**Excerpt:**
......

Spoilers ahead for the finale of “Succession”.
For the past two months, I’ve been recalling events that happened in my life based on what Succession episode was streaming that week: I reconnected with an old flame and got ghosted in the same week that Episode 2 “The Rehearsal” was playing, just as Connor Roy declared “I do not need love, it’s like a superpower.”
I was knee-deep in campus politics as my university’s student council elections coincided with the Roys strategizing their political play in Episode 7 “Tailgate Party” and Episode 8 “America Decides”. I found myself alone, empathizing with these fictional billionaires in the back of my head for weeks—and so when I heard of a “Succession Watch Party ” for the season finale, I jumped at the chance.
On May 29, a group of friends led a watch party for Succession’s finale episode at AHKA Space. The event started off slow: like a waiting room for a job interview, but eventually, the attendees formed acquaintances with each other, exchanging “I know you from’s…” and “You’re a friend of…!” We played Kendall Roy’s infamous Season 2 Episode 8 “L to the OG” rap to prep us for the final episode.
Spoiler alert: we were not prepped enough.
The watch party was organized by Neil Nanta (@neilnanta), the ½ of Sugarhouse Podcast (@sugarhousepodcast). “Watch parties are fun because of the people,” said Neil. “It feels good to surround yourself around people who share the same love for something and for that night, we were just crazy about the Succession finale.”
Crazy we definitely were—one hour and thirty minutes went by quickly, and when the credits rolled and Nicholas Britell’s perfect ending score filled the room, we could only stare at each other in shock.

......

**Supplied information:**
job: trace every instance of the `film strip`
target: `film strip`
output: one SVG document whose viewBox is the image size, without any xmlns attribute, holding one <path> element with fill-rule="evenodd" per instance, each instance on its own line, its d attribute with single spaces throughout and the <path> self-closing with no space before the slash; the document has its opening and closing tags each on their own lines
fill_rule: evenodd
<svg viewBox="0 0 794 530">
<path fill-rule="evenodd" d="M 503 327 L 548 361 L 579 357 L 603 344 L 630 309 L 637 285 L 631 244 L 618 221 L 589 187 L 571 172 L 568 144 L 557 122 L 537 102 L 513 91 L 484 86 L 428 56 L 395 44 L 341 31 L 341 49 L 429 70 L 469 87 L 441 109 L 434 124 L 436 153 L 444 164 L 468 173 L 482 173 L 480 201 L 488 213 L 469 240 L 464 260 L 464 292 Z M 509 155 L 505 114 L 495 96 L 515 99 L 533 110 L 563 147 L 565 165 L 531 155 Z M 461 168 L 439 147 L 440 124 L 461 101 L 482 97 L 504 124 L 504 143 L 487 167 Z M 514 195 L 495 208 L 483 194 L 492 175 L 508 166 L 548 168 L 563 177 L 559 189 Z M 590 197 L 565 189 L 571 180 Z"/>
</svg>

......

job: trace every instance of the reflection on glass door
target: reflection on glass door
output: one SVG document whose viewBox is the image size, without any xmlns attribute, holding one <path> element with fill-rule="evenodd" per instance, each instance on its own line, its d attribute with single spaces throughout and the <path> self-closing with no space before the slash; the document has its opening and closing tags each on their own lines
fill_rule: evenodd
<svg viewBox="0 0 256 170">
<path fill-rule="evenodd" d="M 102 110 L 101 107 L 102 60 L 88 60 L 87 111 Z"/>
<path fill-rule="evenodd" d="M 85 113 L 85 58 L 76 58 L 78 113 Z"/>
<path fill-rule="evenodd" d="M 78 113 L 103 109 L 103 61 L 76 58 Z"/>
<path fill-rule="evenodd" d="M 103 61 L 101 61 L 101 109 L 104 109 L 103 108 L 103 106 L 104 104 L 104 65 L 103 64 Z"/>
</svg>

......

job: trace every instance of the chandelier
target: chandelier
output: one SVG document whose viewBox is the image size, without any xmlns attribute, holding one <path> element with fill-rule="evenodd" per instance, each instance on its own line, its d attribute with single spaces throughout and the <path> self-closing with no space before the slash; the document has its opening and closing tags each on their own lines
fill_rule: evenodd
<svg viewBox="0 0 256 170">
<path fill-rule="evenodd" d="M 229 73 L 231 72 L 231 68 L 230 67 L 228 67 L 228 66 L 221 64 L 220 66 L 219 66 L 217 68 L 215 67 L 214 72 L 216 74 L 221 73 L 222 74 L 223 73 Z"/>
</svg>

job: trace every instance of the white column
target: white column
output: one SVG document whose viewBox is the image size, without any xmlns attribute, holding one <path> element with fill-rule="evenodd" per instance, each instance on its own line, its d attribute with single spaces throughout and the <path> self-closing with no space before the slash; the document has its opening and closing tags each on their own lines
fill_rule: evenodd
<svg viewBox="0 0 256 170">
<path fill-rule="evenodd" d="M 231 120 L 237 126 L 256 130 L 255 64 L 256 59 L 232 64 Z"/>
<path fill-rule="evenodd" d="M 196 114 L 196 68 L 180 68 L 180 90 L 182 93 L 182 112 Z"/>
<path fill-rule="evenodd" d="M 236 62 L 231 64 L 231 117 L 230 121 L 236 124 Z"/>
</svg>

......

**To do:**
A. Could you copy out word for word the lines in the entries, from the line with "job: trace every instance of the reflection" to the line with "target: reflection on glass door"?
B. Can you write the next part of the essay about the Succession finale watch party, picking up after its final sentence?

**Task-by-task results:**
A.
job: trace every instance of the reflection on glass door
target: reflection on glass door

B.
The finale of Succession is the screeching halt to an exhilarating four-season ride. The episode revolves around the final moves in the Gojo-Waystar Royco acquisition in the aftermath of the Roy patriarch and Waystar founder, Logan Roy’s untimely death. “With Open Eyes” is the perfect finale to a show that could have overstayed its welcome but didn’t, a show that stayed true to its objective of telling a captivating story about humanity, violence, and power, and where these things intersect.
There were two reasons why I started watching the show: first, a fan edit of Shiv Roy to the song “Money” by LISA, and seeing the Season 2 poster: an extremely powerful visual with all of the main characters seated on opposite ends of a cracked dinner table, with the painting “Dante and Virgil” by William-Adolphe Bouguereau in the background. These, coupled with the ever-trending names of Kendall, Roman, and Shiv Roy on Twitter, were why I pressed play on the award-winning HBO show. I was hooked instantly.
Isa Villanueva, a political science student from UP Cebu, stumbled upon Succession in a similar fashion. “I became interested in Succession because of a Roman/Gerri edit I saw on Twitter,” Isa said.
“When I started watching the show it became abundantly clear that Succession’s primary driving force was its characters and their dynamics, rather than the plot,” Isa said. “The characters are already well-written, to begin with, but it was really the actors who brought them to life. It’s hard to root for terrible people, but you couldn’t help it.”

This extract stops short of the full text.